======== Document passage ========

Xiaomi's MiMo Code gets better as tasks get harder. Here's how.

#ai #llm #machinelearning #devops

Xiaomi's MiMo team just open-sourced MiMo Code — a terminal coding agent built on top of OpenCode, MIT licensed. The pitch isn't raw benchmark numbers. It's something more specific: what happens when a task takes 50, 100, or 200+ steps?

Most coding agents fall apart at scale. Context fills up, the model loses the thread, and it either halts or confidently completes the wrong thing. MiMo Code is explicitly engineered around those failure modes.

"A single step error rate gets amplified across long-horizon runs, with no human correction signal in the loop."

That framing shapes every architectural decision they made.

What actually changed (vs. standard coding agents)

MiMo Code organises its design around three themes: Compute, Memory, and Evolution.

Compute — spending more tokens on reliability, not just output:

Max Mode runs 5 parallel candidates each step (temperature=1), then uses a low-temperature judge to pick the best — before executing anything. 10–20% improvement on SWE-Bench Pro, at 4–5x token cost. Experimental, opt-in.

========

**Work request 1:**
In the MiMo Code article, how many parallel candidates does Max Mode run at each step?
**Work request 2:**
Copy a passage from the MiMo Code article, beginning at the words "Xiaomi's MiMo team" and stopping after the words "or 200+ steps?".
**Work request 3:**
Write what comes next in the article about MiMo Code, picking up after its final sentence.
The entries that come next stand apart from the MiMo Code article.

======== Provided information ========

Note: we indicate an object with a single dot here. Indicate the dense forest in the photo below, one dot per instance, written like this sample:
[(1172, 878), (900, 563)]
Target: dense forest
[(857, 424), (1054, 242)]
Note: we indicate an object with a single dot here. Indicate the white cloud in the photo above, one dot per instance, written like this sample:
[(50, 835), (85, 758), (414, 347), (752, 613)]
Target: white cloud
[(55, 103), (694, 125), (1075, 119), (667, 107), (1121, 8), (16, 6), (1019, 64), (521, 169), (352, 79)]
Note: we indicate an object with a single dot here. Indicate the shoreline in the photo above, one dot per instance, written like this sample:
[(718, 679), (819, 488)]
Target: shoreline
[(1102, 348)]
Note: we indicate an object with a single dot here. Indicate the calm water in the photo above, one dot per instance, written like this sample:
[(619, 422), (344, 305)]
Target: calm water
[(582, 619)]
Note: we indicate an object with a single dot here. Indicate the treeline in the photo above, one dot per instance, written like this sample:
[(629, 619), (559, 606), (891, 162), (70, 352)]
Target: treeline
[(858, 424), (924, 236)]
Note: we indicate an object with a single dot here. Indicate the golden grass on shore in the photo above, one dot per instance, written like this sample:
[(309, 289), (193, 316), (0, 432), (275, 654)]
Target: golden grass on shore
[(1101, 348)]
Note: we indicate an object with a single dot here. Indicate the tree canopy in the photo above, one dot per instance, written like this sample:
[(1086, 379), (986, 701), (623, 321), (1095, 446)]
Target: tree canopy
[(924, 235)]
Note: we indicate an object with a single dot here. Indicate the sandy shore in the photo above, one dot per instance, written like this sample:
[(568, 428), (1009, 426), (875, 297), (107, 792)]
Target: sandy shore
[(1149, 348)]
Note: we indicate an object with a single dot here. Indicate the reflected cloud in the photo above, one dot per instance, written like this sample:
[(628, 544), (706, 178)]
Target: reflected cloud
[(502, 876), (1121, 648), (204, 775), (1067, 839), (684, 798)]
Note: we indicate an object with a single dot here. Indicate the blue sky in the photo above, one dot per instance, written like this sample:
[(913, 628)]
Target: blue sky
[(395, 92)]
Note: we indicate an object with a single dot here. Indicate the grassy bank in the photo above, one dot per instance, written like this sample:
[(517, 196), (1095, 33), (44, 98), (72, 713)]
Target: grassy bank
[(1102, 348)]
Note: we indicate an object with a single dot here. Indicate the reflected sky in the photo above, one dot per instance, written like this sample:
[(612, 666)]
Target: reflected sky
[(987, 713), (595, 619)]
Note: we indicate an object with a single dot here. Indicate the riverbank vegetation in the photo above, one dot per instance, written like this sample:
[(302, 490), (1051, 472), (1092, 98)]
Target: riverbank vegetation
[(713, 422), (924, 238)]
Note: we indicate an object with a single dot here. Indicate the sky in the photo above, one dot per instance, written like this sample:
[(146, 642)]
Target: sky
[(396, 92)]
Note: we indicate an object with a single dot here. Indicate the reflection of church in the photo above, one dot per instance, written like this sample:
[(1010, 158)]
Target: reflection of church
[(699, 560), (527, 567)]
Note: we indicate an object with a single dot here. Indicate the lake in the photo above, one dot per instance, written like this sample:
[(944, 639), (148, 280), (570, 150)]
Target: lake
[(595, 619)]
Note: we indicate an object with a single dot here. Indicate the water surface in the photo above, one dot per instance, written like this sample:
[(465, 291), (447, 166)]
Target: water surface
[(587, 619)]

========

**Answer box 1:**
Five.

**Answer box 2:**
Xiaomi's MiMo team just open-sourced MiMo Code — a terminal coding agent built on top of OpenCode, MIT licensed. The pitch isn't raw benchmark numbers. It's something more specific: what happens when a task takes 50, 100, or 200+ steps?

**Answer box 3:**
Goal is an independent verifier that fires when the agent tries to call "done." A separate model call reviews the full conversation history and checks whether the completion condition is actually met. If not, it tells the agent what's missing. Loop rate under 0.5%.
Dynamic Workflow converts orchestration from prompt text to executable JavaScript in an isolated sandbox. parallel(), pipeline(), barrier() — no more natural language step sequences that the model can skip or misinterpret.

Memory — keeping the logical session alive past the context window:

The key concept is a Cycle: the runtime inserts checkpoints at 20%, 45%, and 70% of the context budget (not when the window is almost full — deliberately early, when the model can still reason clearly). A background writer subagent reads the conversation and writes a structured 11-field checkpoint file. When the window eventually fills, the runtime opens a fresh window and rebuilds state from those files — under 65K tokens, covering tasks, session state, project memory, recent messages verbatim, and a tail reminder.

The main agent never writes its own memory. Only the writer touches those files. Single-writer, no ambiguity.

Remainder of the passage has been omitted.